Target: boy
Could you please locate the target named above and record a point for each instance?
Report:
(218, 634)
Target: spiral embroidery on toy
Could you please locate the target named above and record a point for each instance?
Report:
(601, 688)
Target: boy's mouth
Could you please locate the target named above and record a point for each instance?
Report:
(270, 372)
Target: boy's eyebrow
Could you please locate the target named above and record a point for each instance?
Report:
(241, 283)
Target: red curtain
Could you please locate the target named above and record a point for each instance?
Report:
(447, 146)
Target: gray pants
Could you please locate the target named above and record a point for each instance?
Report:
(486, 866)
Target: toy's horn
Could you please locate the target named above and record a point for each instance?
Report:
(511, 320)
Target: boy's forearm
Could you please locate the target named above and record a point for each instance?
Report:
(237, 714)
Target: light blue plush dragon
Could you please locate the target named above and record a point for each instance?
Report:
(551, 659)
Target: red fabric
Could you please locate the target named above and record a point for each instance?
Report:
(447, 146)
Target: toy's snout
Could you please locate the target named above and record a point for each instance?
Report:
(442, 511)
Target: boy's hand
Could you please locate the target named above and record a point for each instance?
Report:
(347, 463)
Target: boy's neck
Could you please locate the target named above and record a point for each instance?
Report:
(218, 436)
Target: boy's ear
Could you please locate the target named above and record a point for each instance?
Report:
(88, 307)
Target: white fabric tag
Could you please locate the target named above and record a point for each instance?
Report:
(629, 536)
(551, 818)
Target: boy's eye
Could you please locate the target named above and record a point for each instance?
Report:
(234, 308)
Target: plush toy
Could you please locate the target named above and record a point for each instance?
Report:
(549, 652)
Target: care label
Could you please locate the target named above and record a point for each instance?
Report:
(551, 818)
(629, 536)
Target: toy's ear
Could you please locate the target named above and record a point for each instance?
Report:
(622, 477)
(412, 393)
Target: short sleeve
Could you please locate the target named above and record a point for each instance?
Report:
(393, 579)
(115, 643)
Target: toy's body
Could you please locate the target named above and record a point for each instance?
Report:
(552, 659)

^^^^^^^^^^^^^^^^

*About this exercise:* In full and word for word, restate the data.

*Written solution:*
Target: boy
Could you please locate the target named above and record a point for each instance?
Report:
(218, 634)
Target: spiral embroidery on toy
Could you please locate the target named above and record a point for each instance?
Report:
(601, 688)
Target: boy's mouth
Could you please locate the target named above and record a point for each instance?
Report:
(270, 372)
Target: boy's eyebrow
Could you please locate the target named above and record a point for each instance?
Report:
(241, 283)
Target: red curtain
Could you please locate the target named above and record a point for each instance?
Report:
(447, 146)
Target: gray pants
Could you please locate the target named above and record a point for each instance?
Report:
(486, 866)
Target: toy's horn
Could you please locate the target named above and record a point for each instance?
Report:
(511, 320)
Target: boy's forearm
Could you please locate the target named above and record a point for each instance?
Report:
(237, 714)
Target: light blue plush dragon
Could you please locate the target named above and record a point for each instance?
Report:
(551, 659)
Target: red fabric
Could you please locate the target named above and record a point for each instance?
Report:
(447, 146)
Target: toy's snout
Could you please locate the target named above and record a point for each instance?
Report:
(442, 511)
Target: boy's hand
Could you please locate the target named above and record a point for each instance?
Report:
(347, 463)
Target: boy's neck
Could you please locate the target named above and record a point for each instance?
Report:
(218, 436)
Target: boy's ear
Could you please locate the target named above and record a point for each instance?
Report:
(88, 307)
Target: white fabric tag
Could you please locate the target named above and record a point for each instance?
Report:
(629, 536)
(551, 818)
Target: boy's eye
Could you please locate the target named above and record a point for each instance?
Report:
(234, 308)
Target: plush toy
Could you please locate the target named above and record a point for each instance?
Report:
(549, 652)
Target: care label
Could you please locate the target named above and record a point for each instance?
Report:
(551, 818)
(629, 536)
Target: toy's ear
Could you please locate the target named above and record a point for each instance?
Report:
(622, 477)
(412, 393)
Target: short sleeve
Could you please locate the target named above and record a point for each instance?
Report:
(393, 579)
(115, 643)
Target: toy's body
Could you please locate the target named above and record a point for each instance?
Report:
(552, 659)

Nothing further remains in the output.